-------- Entries shown --------

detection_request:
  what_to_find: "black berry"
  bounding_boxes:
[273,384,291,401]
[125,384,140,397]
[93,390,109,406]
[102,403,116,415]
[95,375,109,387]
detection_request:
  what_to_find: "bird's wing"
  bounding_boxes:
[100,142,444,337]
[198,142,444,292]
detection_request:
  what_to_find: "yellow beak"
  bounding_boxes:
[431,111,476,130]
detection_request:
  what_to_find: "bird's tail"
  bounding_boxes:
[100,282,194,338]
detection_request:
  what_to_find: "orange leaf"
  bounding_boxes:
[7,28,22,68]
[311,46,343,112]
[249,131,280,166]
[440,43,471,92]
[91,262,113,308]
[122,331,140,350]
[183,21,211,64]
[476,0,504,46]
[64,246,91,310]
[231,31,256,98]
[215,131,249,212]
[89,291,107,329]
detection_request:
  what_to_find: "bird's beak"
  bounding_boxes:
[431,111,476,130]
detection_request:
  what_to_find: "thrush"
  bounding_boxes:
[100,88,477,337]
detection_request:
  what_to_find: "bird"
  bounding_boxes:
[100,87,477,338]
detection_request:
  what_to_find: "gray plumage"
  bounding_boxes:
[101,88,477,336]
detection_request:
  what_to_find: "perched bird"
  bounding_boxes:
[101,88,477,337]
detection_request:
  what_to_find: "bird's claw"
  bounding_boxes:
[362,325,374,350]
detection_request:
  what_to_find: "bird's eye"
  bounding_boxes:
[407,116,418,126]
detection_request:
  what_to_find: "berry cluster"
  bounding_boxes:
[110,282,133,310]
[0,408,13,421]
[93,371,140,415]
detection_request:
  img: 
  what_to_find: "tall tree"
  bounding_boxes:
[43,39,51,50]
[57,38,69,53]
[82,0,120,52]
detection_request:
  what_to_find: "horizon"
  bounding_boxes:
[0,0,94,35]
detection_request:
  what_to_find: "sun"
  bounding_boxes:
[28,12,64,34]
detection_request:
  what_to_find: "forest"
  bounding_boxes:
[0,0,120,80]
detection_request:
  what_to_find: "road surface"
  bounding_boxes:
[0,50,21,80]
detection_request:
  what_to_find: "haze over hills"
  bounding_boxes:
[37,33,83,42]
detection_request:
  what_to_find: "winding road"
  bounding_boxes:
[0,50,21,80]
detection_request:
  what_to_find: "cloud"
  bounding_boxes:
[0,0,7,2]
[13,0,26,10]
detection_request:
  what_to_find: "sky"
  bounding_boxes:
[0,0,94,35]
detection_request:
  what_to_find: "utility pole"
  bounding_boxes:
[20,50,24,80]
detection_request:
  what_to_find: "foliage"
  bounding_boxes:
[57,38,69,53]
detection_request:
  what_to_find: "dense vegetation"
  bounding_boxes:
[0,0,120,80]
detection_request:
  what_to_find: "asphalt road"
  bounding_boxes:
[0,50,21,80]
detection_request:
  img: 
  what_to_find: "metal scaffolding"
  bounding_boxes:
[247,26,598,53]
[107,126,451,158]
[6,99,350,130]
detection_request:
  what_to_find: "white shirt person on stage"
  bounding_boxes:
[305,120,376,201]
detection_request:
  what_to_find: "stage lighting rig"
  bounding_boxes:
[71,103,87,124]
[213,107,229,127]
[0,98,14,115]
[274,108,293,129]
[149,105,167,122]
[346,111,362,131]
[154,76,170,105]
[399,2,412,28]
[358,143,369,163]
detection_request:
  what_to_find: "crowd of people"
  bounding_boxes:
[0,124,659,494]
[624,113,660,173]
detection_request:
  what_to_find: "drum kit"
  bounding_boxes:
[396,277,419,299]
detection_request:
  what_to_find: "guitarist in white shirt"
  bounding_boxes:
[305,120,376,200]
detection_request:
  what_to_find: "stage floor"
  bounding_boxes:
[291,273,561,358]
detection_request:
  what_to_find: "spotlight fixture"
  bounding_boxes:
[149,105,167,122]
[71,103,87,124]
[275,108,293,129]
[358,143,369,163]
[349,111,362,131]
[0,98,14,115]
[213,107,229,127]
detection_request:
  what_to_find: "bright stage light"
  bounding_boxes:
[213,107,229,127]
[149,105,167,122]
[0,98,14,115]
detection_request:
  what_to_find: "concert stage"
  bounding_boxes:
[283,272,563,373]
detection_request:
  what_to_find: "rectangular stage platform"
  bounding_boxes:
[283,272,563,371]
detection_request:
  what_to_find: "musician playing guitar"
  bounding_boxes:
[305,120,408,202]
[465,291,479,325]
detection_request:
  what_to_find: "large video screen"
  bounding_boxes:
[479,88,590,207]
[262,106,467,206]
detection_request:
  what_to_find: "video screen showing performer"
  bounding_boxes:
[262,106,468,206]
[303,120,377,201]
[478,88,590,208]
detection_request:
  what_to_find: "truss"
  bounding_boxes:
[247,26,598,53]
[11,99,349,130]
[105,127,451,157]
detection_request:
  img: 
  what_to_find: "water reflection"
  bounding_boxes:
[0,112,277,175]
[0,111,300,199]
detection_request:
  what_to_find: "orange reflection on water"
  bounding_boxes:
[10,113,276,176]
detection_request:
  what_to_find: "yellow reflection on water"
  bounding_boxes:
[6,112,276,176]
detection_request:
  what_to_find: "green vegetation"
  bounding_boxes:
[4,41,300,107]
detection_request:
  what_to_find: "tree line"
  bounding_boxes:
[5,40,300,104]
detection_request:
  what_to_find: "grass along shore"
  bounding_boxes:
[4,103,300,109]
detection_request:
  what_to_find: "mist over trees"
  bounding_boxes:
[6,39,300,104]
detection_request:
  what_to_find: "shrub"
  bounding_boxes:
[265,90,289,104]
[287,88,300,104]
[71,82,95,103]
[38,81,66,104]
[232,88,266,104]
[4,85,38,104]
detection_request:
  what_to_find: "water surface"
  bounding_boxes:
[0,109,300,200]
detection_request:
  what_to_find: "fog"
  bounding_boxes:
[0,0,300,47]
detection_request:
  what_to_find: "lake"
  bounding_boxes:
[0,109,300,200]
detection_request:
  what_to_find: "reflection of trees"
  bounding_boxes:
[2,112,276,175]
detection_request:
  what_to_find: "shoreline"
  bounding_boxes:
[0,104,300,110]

--------

Problem details: Select every line in the entries above that contains the word "water" and copy each of those lines.

Task answer:
  what_to_find: "water reflection"
  what_to_find: "orange reflection on water"
  what_to_find: "yellow reflection on water"
  what_to_find: "water surface"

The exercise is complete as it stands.